Brief:
Find the word "chimney" in the listing below. Copy every line that has it.

The data Block Start

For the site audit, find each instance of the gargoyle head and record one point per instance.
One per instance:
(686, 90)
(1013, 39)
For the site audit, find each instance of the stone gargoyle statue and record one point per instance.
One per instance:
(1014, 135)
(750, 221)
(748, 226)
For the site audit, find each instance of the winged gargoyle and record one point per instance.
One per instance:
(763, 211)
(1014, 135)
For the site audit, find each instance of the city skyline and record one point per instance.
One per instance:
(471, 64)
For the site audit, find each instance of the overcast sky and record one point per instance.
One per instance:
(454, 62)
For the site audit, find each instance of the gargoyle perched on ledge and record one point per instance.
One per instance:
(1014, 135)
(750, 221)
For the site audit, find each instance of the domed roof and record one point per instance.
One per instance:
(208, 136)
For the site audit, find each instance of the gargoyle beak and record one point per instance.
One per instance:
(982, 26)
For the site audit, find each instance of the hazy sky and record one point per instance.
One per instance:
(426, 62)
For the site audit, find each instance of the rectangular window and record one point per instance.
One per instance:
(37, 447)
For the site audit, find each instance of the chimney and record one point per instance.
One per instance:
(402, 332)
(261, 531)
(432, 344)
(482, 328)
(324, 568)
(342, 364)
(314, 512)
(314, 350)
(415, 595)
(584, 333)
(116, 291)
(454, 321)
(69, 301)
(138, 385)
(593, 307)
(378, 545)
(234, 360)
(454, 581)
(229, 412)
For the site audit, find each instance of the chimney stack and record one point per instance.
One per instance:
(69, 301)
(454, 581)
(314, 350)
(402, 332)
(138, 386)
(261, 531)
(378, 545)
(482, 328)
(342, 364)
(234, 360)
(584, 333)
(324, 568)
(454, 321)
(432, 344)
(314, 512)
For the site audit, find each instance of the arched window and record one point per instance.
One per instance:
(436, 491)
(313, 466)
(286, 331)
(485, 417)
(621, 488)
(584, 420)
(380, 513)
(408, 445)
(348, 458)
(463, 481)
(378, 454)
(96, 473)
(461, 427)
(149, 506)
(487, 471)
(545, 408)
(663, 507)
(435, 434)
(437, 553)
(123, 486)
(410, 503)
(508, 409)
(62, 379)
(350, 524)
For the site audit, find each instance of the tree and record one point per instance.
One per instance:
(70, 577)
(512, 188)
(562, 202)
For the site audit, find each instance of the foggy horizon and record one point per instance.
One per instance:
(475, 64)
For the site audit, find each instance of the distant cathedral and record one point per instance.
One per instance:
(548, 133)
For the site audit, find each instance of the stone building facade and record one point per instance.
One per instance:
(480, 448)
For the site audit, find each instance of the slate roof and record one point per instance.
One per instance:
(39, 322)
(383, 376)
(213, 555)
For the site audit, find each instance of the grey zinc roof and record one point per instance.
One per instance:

The data Block End

Response to the exercise:
For the site audit, find each instance of the chimney and record one point per instance.
For the site audit, find each instance of the chimney stack and record one point per instance.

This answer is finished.